REQUIREMENT =
Every line containing the word "query" must be pulled from the records.

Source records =
=== Begin Enclosure ===
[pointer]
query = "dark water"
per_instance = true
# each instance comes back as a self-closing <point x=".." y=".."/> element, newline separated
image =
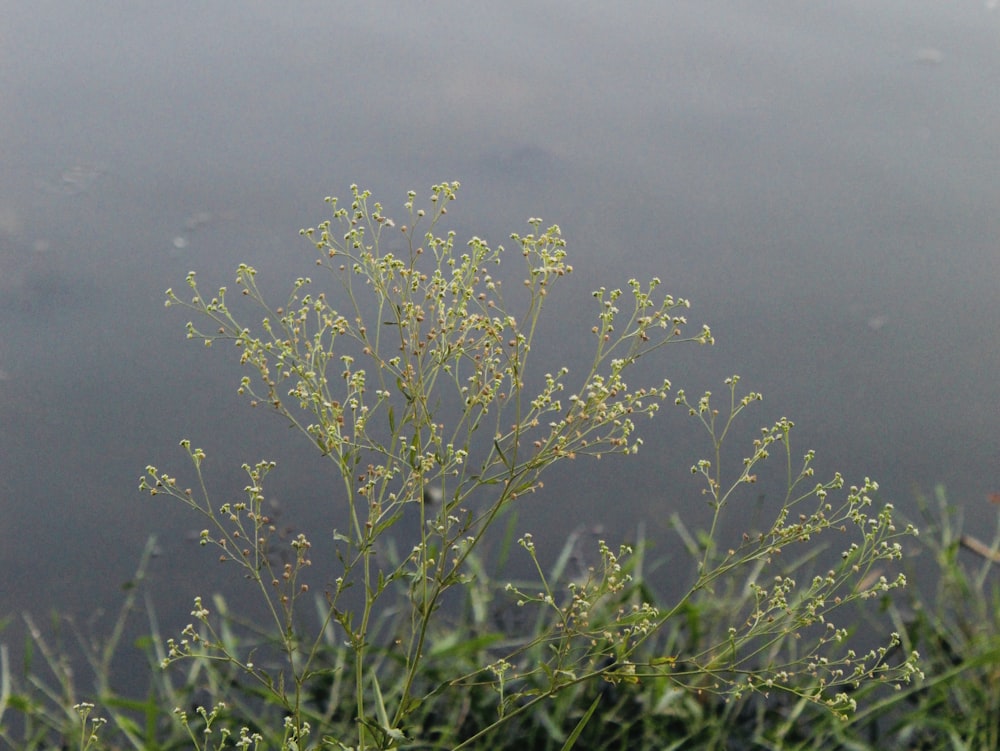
<point x="819" y="178"/>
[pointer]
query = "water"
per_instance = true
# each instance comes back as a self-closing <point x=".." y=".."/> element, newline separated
<point x="820" y="179"/>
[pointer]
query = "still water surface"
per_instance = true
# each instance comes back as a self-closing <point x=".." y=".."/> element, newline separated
<point x="821" y="179"/>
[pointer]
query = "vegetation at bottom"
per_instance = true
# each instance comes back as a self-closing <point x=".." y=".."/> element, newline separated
<point x="423" y="393"/>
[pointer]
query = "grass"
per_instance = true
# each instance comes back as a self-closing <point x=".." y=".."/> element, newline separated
<point x="424" y="384"/>
<point x="955" y="626"/>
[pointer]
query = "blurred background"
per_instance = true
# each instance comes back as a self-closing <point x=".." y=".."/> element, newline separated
<point x="820" y="179"/>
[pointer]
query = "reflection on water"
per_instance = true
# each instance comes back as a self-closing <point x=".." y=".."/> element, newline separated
<point x="820" y="180"/>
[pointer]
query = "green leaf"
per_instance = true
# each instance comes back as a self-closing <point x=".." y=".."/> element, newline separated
<point x="571" y="741"/>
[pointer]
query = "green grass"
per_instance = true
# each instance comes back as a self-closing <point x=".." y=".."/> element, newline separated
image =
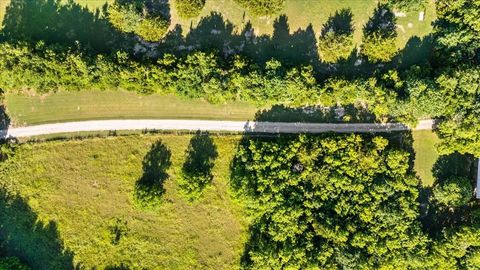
=== End Enclosure ===
RESULT OF THE EXERCISE =
query = "dark water"
query = "water"
query = "still water surface"
query = "vegetation at bottom"
query = "grass"
query = "blurred background"
query = "reflection on water"
query = "green leaf"
query = "green grass"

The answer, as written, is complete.